> _TEXT SECTION_:
▶
In the midst of all the daily excitement and accomplishment, however, was a voice inside telling me that I was racing around too fast to really see or enjoy where I was going — or to check whether I was truly happy.

Indeed, hurrying around in search of contentment seemed a perfect way of guaranteeing I’d never find it. Too often, I reminded myself of someone going on and on about world peace in the most contentious and divisive terms.

So I decided to leave my dream life and spend a year in a small, single room on the backstreets of the ancient Japanese capital of Kyoto. At the time I couldn’t have explained exactly why I was doing this, except that I felt I had enjoyed a wonderful diet of movement and stimulation in New York, and it was time to balance that with something simpler. It was time to learn how to make these joys less external and ephemeral and to learn the art of sitting still.

Going nowhere — as my boyhood hero, singer-songwriter Leonard Cohen, would later tell me — isn’t about turning your back on the world; it’s about stepping away now and then so you can see it more clearly and love it more deeply. These four practices can help you experience more quiet in your daily life, no matter where you are.

Be for Real

One day — 4 in the morning at the end of December, to be exact — Cohen took time out from his meditations to meet me for an interview and talk about what he was doing at the Mt. Baldy Zen Center near Los Angeles.
◀
> _SET TASK_: Please copy the passage on sitting still word for word, starting with "Indeed, hurrying around" and going on through "and divisive terms.".

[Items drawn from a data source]
▶
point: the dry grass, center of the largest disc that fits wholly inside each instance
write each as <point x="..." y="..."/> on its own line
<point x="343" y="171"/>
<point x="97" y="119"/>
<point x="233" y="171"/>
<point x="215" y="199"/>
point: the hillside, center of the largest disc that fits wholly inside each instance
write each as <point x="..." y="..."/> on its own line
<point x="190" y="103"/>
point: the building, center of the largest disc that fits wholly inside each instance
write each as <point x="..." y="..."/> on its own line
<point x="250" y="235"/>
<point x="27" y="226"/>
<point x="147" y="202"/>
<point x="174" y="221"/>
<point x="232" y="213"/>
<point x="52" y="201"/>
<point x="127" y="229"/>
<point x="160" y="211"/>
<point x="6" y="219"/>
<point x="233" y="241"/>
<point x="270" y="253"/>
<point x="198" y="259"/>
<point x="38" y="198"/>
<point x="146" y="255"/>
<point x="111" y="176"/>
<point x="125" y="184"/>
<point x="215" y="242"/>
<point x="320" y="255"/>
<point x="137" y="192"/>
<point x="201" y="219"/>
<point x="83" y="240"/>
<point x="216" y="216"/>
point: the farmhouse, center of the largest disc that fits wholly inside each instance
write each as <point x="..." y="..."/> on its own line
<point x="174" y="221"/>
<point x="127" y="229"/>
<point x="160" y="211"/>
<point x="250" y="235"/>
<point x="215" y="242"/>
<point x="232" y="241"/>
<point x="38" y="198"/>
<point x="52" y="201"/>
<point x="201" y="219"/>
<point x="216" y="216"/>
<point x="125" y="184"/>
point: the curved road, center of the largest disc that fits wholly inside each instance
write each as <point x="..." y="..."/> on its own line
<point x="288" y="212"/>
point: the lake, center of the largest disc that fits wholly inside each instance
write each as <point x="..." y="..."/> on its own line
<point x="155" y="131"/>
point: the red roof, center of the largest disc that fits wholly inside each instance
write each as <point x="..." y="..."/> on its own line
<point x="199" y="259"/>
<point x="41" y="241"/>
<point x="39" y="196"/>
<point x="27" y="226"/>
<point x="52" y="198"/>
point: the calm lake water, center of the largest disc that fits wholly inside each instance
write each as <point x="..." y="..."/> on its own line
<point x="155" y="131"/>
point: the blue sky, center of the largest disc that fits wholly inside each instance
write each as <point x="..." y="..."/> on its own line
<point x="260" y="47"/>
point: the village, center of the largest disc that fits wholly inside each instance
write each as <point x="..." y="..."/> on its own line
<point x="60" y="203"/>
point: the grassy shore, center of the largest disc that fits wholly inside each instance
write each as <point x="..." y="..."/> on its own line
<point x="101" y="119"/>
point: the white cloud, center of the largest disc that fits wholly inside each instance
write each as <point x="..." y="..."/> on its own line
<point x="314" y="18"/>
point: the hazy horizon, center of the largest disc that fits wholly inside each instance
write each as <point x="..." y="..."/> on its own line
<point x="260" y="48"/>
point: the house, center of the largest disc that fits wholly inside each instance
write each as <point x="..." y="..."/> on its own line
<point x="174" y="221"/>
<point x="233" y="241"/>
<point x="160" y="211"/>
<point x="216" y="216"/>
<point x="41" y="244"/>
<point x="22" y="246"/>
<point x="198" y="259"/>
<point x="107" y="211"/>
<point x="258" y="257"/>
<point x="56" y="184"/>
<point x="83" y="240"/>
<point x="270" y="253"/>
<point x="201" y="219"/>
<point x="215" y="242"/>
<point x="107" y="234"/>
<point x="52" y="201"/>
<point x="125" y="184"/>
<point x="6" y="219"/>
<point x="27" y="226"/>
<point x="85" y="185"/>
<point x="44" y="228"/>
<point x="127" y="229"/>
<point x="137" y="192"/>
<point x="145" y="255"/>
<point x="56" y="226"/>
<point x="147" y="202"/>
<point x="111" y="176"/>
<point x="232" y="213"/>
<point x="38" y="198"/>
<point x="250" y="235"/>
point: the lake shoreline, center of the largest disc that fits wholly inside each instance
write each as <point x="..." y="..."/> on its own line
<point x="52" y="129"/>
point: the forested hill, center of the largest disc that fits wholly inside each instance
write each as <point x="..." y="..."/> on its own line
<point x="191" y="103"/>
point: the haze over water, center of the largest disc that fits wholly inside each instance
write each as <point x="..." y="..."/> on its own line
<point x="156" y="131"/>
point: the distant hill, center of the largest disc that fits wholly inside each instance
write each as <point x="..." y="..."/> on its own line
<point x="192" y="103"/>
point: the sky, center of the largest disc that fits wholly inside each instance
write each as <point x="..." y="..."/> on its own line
◀
> _SOLUTION FOR THIS PROBLEM_:
Indeed, hurrying around in search of contentment seemed a perfect way of guaranteeing I’d never find it. Too often, I reminded myself of someone going on and on about world peace in the most contentious and divisive terms.